EXERCISE: Reproduce every line of the listing below word for word, keeping the original order and line breaks.

- - - - -

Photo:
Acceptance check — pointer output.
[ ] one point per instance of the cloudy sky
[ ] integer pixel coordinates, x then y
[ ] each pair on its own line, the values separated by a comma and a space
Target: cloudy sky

- - - - -

COMPLETED TASK:
Photo:
Acceptance check — pointer output.
[ ] one point per instance of the cloudy sky
[ ] integer pixel coordinates, x then y
[ ] each pair on its own line, the values separated by a comma and a space
Target: cloudy sky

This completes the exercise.